§ Saved data entries:

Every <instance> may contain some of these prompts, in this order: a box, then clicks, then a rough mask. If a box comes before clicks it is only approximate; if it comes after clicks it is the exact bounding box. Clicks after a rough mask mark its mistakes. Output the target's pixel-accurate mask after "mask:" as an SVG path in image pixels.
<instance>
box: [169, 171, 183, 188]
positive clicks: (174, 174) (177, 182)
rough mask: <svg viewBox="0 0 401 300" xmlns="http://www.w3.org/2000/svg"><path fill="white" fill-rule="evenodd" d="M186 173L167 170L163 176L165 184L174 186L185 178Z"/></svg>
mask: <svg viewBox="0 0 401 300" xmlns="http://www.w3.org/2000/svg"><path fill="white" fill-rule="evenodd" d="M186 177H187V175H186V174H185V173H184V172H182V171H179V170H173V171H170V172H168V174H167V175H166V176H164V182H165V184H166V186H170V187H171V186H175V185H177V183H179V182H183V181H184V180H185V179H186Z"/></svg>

§ EXERCISE:
Reproduce the lines above word for word, from first to last.

§ TASK RESPONSE:
Every <instance> may contain some of these prompts, in this order: a box, then clicks, then a rough mask. If a box comes before clicks it is only approximate; if it comes after clicks it is the exact bounding box. Clicks after a rough mask mark its mistakes. Output the target's pixel-accurate mask after "mask:" as an SVG path in image pixels.
<instance>
box: [169, 171, 183, 188]
positive clicks: (174, 174) (177, 182)
rough mask: <svg viewBox="0 0 401 300" xmlns="http://www.w3.org/2000/svg"><path fill="white" fill-rule="evenodd" d="M186 173L167 170L163 176L165 184L174 186L185 178Z"/></svg>
mask: <svg viewBox="0 0 401 300" xmlns="http://www.w3.org/2000/svg"><path fill="white" fill-rule="evenodd" d="M186 177H187V175H186V174H185V173H184V172H182V171H179V170H173V171H170V172H168V174H167V175H166V176H164V182H165V184H166V186H170V187H171V186H175V185H177V183H179V182H183V181H184V180H185V179H186Z"/></svg>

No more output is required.